=== Work order ===
Copy every entry below exactly, and keep out the pictures.

[Stored dataset items]
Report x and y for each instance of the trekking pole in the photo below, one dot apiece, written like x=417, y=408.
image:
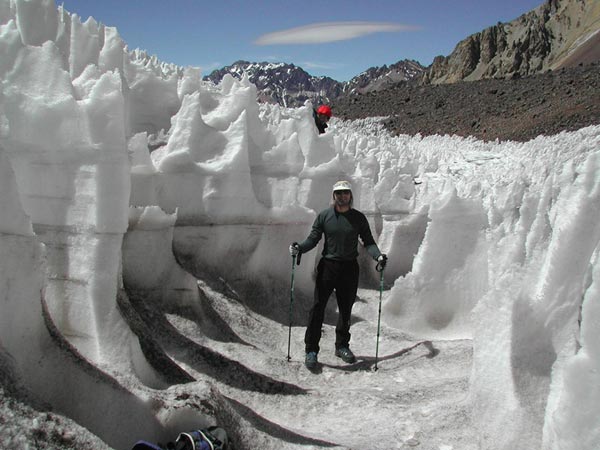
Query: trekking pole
x=292, y=301
x=380, y=267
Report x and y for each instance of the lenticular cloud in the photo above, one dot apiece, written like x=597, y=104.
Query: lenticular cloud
x=319, y=33
x=142, y=206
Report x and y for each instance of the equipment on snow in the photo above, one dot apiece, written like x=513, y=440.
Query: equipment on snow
x=295, y=261
x=211, y=438
x=346, y=354
x=380, y=268
x=311, y=360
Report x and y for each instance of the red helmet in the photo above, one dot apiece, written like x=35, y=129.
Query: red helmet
x=325, y=110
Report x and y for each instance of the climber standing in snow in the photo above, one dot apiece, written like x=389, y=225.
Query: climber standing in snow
x=337, y=270
x=322, y=115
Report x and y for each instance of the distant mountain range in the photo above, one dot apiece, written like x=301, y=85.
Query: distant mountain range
x=290, y=85
x=558, y=33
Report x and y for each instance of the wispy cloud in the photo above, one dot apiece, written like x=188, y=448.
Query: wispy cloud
x=319, y=33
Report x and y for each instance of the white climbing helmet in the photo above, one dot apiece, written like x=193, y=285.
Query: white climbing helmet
x=342, y=186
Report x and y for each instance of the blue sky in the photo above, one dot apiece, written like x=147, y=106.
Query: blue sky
x=334, y=38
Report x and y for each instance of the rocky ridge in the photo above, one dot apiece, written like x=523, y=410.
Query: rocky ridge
x=290, y=85
x=518, y=109
x=559, y=33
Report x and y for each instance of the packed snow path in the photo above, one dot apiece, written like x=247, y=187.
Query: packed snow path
x=416, y=398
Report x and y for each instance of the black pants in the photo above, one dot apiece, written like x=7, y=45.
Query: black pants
x=341, y=276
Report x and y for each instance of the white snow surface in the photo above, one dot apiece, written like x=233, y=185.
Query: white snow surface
x=145, y=279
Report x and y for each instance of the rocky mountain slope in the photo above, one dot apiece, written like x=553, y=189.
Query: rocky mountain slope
x=559, y=33
x=519, y=109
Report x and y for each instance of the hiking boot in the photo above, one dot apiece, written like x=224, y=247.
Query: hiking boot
x=311, y=360
x=346, y=354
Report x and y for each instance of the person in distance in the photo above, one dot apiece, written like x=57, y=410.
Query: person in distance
x=322, y=115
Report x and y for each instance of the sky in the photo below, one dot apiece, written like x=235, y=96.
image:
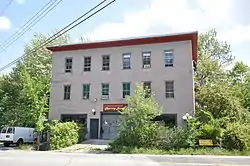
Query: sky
x=131, y=18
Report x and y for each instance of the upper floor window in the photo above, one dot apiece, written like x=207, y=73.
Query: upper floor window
x=87, y=63
x=146, y=60
x=125, y=89
x=169, y=58
x=67, y=90
x=105, y=62
x=105, y=91
x=169, y=89
x=86, y=91
x=147, y=88
x=126, y=58
x=68, y=65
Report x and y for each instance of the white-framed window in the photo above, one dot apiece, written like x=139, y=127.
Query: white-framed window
x=125, y=89
x=86, y=91
x=68, y=65
x=147, y=88
x=105, y=91
x=126, y=61
x=146, y=60
x=106, y=62
x=67, y=91
x=169, y=89
x=169, y=58
x=87, y=63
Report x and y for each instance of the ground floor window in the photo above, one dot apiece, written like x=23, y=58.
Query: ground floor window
x=169, y=120
x=79, y=118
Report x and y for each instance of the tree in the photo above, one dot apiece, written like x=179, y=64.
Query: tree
x=240, y=75
x=218, y=92
x=137, y=128
x=23, y=90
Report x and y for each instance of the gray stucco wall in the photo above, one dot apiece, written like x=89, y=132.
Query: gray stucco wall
x=181, y=73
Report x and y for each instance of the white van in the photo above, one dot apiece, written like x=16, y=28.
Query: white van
x=16, y=135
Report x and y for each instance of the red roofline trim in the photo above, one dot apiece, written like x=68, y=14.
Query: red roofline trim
x=193, y=37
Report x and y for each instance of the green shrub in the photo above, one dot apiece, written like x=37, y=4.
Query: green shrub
x=176, y=138
x=209, y=131
x=64, y=135
x=82, y=132
x=237, y=137
x=137, y=128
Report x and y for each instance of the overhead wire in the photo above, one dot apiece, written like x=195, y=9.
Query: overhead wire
x=7, y=6
x=61, y=32
x=48, y=7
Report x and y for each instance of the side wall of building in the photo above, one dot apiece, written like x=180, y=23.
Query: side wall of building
x=181, y=73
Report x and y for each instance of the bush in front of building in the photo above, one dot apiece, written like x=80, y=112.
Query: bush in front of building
x=64, y=134
x=237, y=136
x=82, y=132
x=137, y=128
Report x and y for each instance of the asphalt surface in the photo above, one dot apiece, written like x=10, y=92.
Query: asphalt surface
x=30, y=158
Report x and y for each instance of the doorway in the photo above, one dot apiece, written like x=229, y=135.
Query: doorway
x=94, y=128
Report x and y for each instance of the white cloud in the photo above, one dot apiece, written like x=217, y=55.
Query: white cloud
x=174, y=15
x=236, y=34
x=20, y=1
x=4, y=23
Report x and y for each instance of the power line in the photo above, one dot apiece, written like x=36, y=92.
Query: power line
x=58, y=34
x=30, y=23
x=8, y=5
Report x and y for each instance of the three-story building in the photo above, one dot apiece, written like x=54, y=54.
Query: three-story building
x=90, y=80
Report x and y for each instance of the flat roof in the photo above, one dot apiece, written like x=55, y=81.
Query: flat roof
x=191, y=36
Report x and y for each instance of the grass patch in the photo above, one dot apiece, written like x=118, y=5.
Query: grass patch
x=26, y=147
x=189, y=151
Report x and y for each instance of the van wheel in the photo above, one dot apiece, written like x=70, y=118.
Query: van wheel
x=6, y=144
x=19, y=142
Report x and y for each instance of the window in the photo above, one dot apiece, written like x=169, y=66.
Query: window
x=105, y=91
x=4, y=130
x=67, y=89
x=126, y=58
x=146, y=59
x=125, y=89
x=68, y=65
x=80, y=118
x=169, y=89
x=86, y=91
x=169, y=58
x=87, y=64
x=147, y=87
x=105, y=62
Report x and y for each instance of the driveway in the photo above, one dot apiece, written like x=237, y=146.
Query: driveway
x=31, y=158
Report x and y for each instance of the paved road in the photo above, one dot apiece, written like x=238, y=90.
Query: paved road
x=25, y=158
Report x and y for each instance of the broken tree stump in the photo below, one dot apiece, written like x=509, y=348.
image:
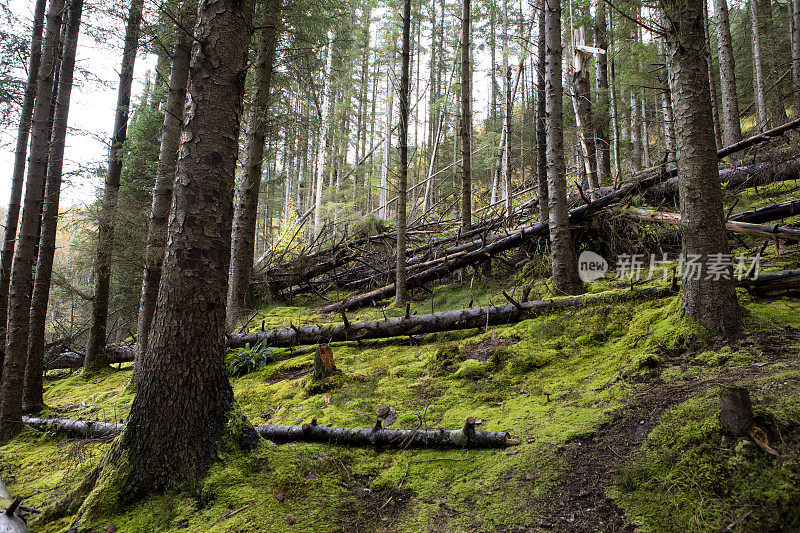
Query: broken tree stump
x=735, y=411
x=323, y=362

=== Answer ===
Report x and y for each instance of the trekking pole in the photo below, one dot apiece, written like x=417, y=408.
image:
Query: trekking pole
x=292, y=301
x=380, y=267
Report x and y for each instance of the lenticular cloud in the photo above, one dot apiece, written like x=597, y=104.
Query: lenticular cloud
x=319, y=33
x=142, y=206
Report x and y for each instance of the equipment on snow in the photo above, one dot apiece, written like x=513, y=440.
Query: equipment on snow
x=295, y=261
x=211, y=438
x=346, y=354
x=380, y=268
x=311, y=360
Report x and y for each instance of the red helmet in the photo above, one dot apiece, written like x=35, y=129.
Query: red helmet
x=325, y=110
Report x and y for each instance of the climber standing in snow in the photo above, one dot apiece, written like x=389, y=225.
Query: climber standing in snow
x=337, y=270
x=322, y=115
Report x and y for each instance of the distant mountain range in the photo above, one dot apiece, written like x=301, y=85.
Query: distant mountain range
x=290, y=85
x=558, y=33
Report x and y for each instance of the wispy cloud in the photo above, one dot apiece, written like x=188, y=448.
Query: wispy cloud
x=319, y=33
Report x and y for each instance of the white climbing helmet in the photo above, one dot apiece, written like x=193, y=285.
Query: white climbing helmet
x=342, y=186
Report x and y for each instance of the blue sky in the photo above, one dot apiece, written like x=147, y=106.
Query: blue sky
x=334, y=38
Report x and y for each instance of the rocky ridge in the photo above, one dot apiece, written like x=523, y=410.
Query: rocky ridge
x=290, y=85
x=518, y=109
x=559, y=33
Report x and y for each instance of the packed snow path in the photo above, one dot apiece, written like x=247, y=187.
Query: packed snow path
x=416, y=398
Report x and y for each instance of the black pants in the photo above, one dot apiece, written like x=7, y=45.
Query: black pants
x=341, y=276
Report x and y for each instance of the white snow surface in the photo above, one dot apiece, written like x=233, y=185.
Query: white snow surface
x=145, y=279
Report x and y for each instance of the rocky mountain slope in the photo above, one dot apiece, written like x=553, y=189.
Query: rocky mountain slope
x=559, y=33
x=519, y=109
Report x and y for each instance of the hiking boot in the photo above, one dot apiece, written like x=224, y=247.
Query: hiking boot
x=311, y=360
x=346, y=354
Report x and y for each instance of the person in distance in the photo above, one dot apiece, written like x=57, y=410.
Query: person in distance
x=322, y=115
Report x and y for each instance of the sky in the photo below, one dot apiece, written like x=235, y=96.
image:
Query: sky
x=131, y=18
Report x and y for each instance of the upper floor window in the photo above, one dot apiece, written like x=207, y=73.
Query: upper floor window
x=87, y=63
x=146, y=60
x=125, y=89
x=169, y=58
x=67, y=90
x=105, y=62
x=105, y=91
x=169, y=89
x=86, y=91
x=147, y=88
x=126, y=58
x=68, y=65
Report x and y for each instance of the white-framed window in the photo above, one dot apiece, written like x=139, y=127.
Query: white-framed window
x=125, y=89
x=86, y=91
x=68, y=65
x=147, y=88
x=105, y=91
x=126, y=61
x=146, y=60
x=106, y=62
x=67, y=91
x=169, y=89
x=169, y=58
x=87, y=63
Report x and y for each instance of the ground floor window in the photo above, one dot apiece, written like x=23, y=58.
Query: ground floor window
x=169, y=120
x=79, y=118
Report x and y for each instance of the tree in the photo above, one dot apiece, written like x=179, y=64.
Query: tree
x=240, y=75
x=218, y=92
x=137, y=128
x=23, y=90
Report x and y for each instance of the gray stucco wall in the photo above, one dot apiece, written like x=89, y=132.
Query: gray stucco wall
x=181, y=73
Report x and y for each instance of the white van in the photo above, one dot apiece, written like x=16, y=28.
Query: white van
x=16, y=135
Report x and y for each instance of the red roofline trim in the photo above, one dot apiece, written like x=68, y=14.
Query: red roofline trim
x=193, y=37
Report x and y for each instance of the green shrub in the photo above, one dot apiece, written like x=37, y=4.
Query: green shrub
x=176, y=138
x=209, y=131
x=64, y=135
x=82, y=132
x=237, y=137
x=137, y=128
Report x and y for each instance of the overhead wire in the photo above, one dot apiece, written like x=195, y=9.
Query: overhead wire
x=7, y=6
x=61, y=32
x=48, y=7
Report x and y for each instance of the side wall of building in the photo above, one dot apiece, written like x=180, y=23.
Query: side wall of building
x=181, y=73
Report x and y for each instance of the bush in front of building in the photo above, one dot apiece, written like x=80, y=112.
Query: bush in front of building
x=64, y=134
x=237, y=136
x=82, y=132
x=137, y=128
Report x and y for each instance of the asphalt surface in the photo above, one dot apiece, written like x=10, y=92.
Query: asphalt surface
x=30, y=158
Report x and y for each instance of the doorway in the photo above, one dot apiece, written like x=229, y=135.
Query: doorway
x=94, y=128
Report x and y for each instance of the white cloud in the photo above, one dot apiece, written like x=217, y=55.
Query: white cloud
x=174, y=15
x=236, y=34
x=20, y=1
x=4, y=23
Report x and y for each instance of the power line in the photo above, one dot apiece, written like x=36, y=92.
Query: power line
x=58, y=34
x=30, y=23
x=8, y=5
Report x and y for each instance of the three-story building in the photo above, one dot apiece, written like x=54, y=54.
Query: three-story building
x=90, y=80
Report x and y for each instance of the flat roof in the photo above, one dot apiece, written like x=55, y=81.
Query: flat roof
x=191, y=36
Report x and y for each instance of the grass patch in the photo above, one dot apiece, written like x=118, y=5.
Query: grass patch
x=26, y=147
x=189, y=151
Report x and y for each instance of the van wheel in the photo above, one dot apiece, written like x=70, y=118.
Query: van wheel
x=6, y=144
x=19, y=142
Report x and y for each instance of the window in the photo above, one dot apiece, written like x=169, y=66.
Query: window
x=105, y=91
x=4, y=130
x=67, y=89
x=126, y=58
x=146, y=59
x=125, y=89
x=68, y=65
x=80, y=118
x=169, y=89
x=86, y=91
x=169, y=58
x=87, y=64
x=147, y=87
x=105, y=62
Report x and y for each instance of the driveway in the photo above, one dot apiece, written like x=237, y=146.
Query: driveway
x=31, y=158
Report x and y for each instance of the paved road in the photo above, one dot apiece, written like x=238, y=90.
Query: paved road
x=25, y=158
Report x and y for each instance of the broken tree stump in the photo below, one dot apiece, written like x=509, y=348.
image:
Query: broken tree stump
x=735, y=411
x=323, y=362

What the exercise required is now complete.